### Exercise prompt:
Set all the entries down once more, with nothing altered.

(Dataset excerpts)
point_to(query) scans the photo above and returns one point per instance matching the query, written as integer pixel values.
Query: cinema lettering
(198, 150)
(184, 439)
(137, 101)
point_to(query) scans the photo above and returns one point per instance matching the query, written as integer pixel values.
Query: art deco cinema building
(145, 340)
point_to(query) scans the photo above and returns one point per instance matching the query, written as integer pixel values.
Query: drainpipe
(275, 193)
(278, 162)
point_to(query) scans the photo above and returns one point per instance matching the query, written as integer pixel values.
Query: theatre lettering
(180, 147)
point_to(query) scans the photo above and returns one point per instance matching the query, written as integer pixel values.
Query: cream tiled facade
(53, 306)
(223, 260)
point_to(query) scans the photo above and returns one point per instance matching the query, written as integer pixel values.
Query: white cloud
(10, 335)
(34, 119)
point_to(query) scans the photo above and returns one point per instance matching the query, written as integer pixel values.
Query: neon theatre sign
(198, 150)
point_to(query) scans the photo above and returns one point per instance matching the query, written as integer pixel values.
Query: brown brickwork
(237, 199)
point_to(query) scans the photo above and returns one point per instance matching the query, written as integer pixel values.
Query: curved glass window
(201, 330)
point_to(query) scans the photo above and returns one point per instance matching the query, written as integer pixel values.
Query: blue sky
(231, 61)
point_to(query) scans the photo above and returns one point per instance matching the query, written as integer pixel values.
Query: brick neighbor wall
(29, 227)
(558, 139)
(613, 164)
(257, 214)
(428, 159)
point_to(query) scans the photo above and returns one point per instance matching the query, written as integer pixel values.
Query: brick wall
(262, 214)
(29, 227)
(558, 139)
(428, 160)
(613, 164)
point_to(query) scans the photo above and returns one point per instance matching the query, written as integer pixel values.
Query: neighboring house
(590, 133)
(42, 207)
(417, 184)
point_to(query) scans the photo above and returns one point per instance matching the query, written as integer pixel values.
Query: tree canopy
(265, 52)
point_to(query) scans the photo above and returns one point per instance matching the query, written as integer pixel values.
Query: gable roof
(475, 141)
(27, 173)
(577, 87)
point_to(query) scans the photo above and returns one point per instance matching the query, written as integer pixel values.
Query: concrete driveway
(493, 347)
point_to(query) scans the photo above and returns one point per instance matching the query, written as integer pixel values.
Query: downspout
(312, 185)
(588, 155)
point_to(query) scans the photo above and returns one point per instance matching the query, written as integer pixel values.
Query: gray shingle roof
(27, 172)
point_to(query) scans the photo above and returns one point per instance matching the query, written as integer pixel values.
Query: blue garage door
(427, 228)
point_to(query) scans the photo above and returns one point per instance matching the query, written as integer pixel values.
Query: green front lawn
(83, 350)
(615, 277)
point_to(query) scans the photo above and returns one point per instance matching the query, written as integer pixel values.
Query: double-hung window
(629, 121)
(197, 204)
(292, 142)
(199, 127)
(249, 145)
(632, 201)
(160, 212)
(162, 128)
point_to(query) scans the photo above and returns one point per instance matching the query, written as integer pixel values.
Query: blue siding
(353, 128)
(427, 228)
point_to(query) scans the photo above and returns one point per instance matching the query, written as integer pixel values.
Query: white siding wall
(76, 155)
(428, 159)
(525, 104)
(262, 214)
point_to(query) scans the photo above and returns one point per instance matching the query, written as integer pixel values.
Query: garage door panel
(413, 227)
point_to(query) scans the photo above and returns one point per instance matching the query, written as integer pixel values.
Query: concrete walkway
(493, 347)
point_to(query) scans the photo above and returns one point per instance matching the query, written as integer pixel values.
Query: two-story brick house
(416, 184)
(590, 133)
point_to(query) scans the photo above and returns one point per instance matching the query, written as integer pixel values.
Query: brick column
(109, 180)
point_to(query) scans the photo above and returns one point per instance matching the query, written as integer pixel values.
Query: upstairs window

### Exercise solution:
point_to(query) scans the photo above and returns one point per instance matching the query, written as integer pixel values.
Query: cinema lettering
(198, 150)
(184, 439)
(137, 101)
point_to(query) scans the photo above and returns one point per instance matching the query, written as integer pixel values.
Query: art deco cinema building
(145, 340)
point_to(query) scans the photo above and returns one point per instance matching the query, written as integer pixel values.
Query: drainpipe
(275, 193)
(278, 162)
point_to(query) scans the photo above and returns one point per instance matching the query, written as integer pixel values.
Query: theatre lettering
(180, 147)
point_to(query) scans the photo above and returns one point per instance matching the query, written as integer pixel values.
Query: cream tiled facade
(53, 306)
(223, 260)
point_to(query) scans the photo above and returns one point per instance matching the query, written as integer pixel values.
Query: white cloud
(10, 335)
(34, 119)
point_to(query) scans the photo above and returns one point per instance matching the query, written as integer pixel values.
Query: neon theatre sign
(198, 150)
point_to(query) scans the photo above and returns one point per instance matching the query, written as integer pixel values.
Query: brown brickwork
(237, 199)
point_to(query) scans the photo above and returns one point per instance matching the query, written as integer pixel values.
Query: curved glass window
(201, 330)
point_to(query) scans the photo above and returns one point per instance matching the query, written as integer pixel values.
Query: blue sky
(231, 61)
point_to(query) scans the photo above and returns one point per instance matching the query, written as integer pixel values.
Query: brick neighbor wall
(29, 227)
(558, 139)
(613, 164)
(257, 214)
(428, 159)
point_to(query) scans the photo above and returns one point per instance matching the query, written as integer pixel values.
Query: brick wall
(262, 214)
(29, 227)
(558, 139)
(428, 160)
(613, 164)
point_to(query) scans the photo above and returns one point per instance matching the query, written as integer pixel values.
Query: neighboring house
(590, 133)
(42, 207)
(417, 184)
point_to(query) scans the photo above and returns one point per instance matching the query, written as integer pixel values.
Query: tree canopy
(265, 52)
point_to(query) scans the photo above and returns one point per instance matching the query, written as integer pixel values.
Query: gable roof
(475, 141)
(27, 173)
(577, 87)
point_to(query) scans the photo above and returns one point per instance matching the query, written as integer pixel values.
Query: concrete driveway
(493, 347)
point_to(query) scans the photo above and returns one point per instance matching the query, written as integer pixel values.
Query: downspout
(312, 185)
(588, 155)
point_to(query) scans the photo above and returns one point per instance matching the query, written as integer pixel values.
Query: gray shingle roof
(27, 172)
point_to(query) scans the photo above and returns one point per instance matching the query, written as integer pixel values.
Query: blue garage door
(427, 228)
point_to(query) scans the photo above and returns one point per instance matching the query, written as integer pixel values.
Query: green front lawn
(83, 350)
(615, 277)
point_to(query) scans the photo above and returns one point per instance matching the query, written as integer pixel values.
Query: double-hung window
(629, 121)
(197, 204)
(292, 142)
(199, 127)
(249, 145)
(632, 201)
(160, 212)
(162, 128)
point_to(query) scans the photo above and returns one point per instance matching the query, written as integer pixel values.
Query: blue siding
(353, 128)
(427, 228)
point_to(query) scans the photo above and returns one point per instance matching the query, written as integer pixel values.
Query: white siding wall
(76, 155)
(428, 159)
(525, 104)
(262, 214)
point_to(query) scans the photo above and returns one point per instance matching the query, written as integer pixel values.
Query: garage door panel
(413, 227)
point_to(query) scans the photo above and returns one point per instance matching the query, written as integer pixel values.
Query: concrete walkway
(493, 347)
point_to(query) scans the photo above and returns one point per instance matching the query, written as integer pixel values.
Query: two-story brick house
(416, 184)
(590, 133)
point_to(query) scans the photo above and returns one point per instance matching the query, written as integer pixel values.
Query: brick column
(109, 180)
point_to(query) scans the photo above and returns one point per instance matching the query, written as integer pixel values.
Query: upstairs window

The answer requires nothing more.